## AUFGABE
Kannst du die folgenden Zeilen noch einmal ausgeben und dabei „dark hair“ überall gegen „blond hair“ austauschen, ohne sonst etwas zu verändern?

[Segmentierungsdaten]
● ● ● ●
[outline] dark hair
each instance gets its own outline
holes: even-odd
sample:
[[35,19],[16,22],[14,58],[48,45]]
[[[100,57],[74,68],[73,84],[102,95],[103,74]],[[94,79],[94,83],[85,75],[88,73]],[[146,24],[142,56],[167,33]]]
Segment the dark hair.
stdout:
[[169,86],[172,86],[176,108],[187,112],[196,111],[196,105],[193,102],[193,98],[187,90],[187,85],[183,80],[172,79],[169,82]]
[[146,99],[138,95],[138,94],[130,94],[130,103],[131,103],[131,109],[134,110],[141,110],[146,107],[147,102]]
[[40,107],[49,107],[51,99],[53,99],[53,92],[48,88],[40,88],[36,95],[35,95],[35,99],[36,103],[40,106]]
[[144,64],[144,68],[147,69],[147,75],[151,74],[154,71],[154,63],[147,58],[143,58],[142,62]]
● ● ● ●
## ERWARTETE ANTWORT
[outline] blond hair
each instance gets its own outline
holes: even-odd
sample:
[[35,19],[16,22],[14,58],[48,45]]
[[[100,57],[74,68],[73,84],[102,95],[103,74]],[[94,79],[94,83],[85,75],[88,73]],[[146,24],[142,56],[167,33]]]
Segment the blond hair.
stdout:
[[169,86],[172,86],[176,108],[187,112],[196,111],[196,105],[193,102],[193,98],[187,90],[187,85],[183,80],[172,79],[169,82]]
[[146,99],[138,95],[138,94],[130,94],[130,103],[131,103],[131,109],[134,110],[141,110],[146,107],[147,102]]
[[40,107],[49,107],[51,99],[53,99],[53,92],[48,88],[40,88],[36,95],[35,95],[35,99],[36,103],[40,106]]
[[144,64],[144,68],[147,69],[147,75],[151,74],[154,71],[154,63],[147,58],[143,58],[142,62]]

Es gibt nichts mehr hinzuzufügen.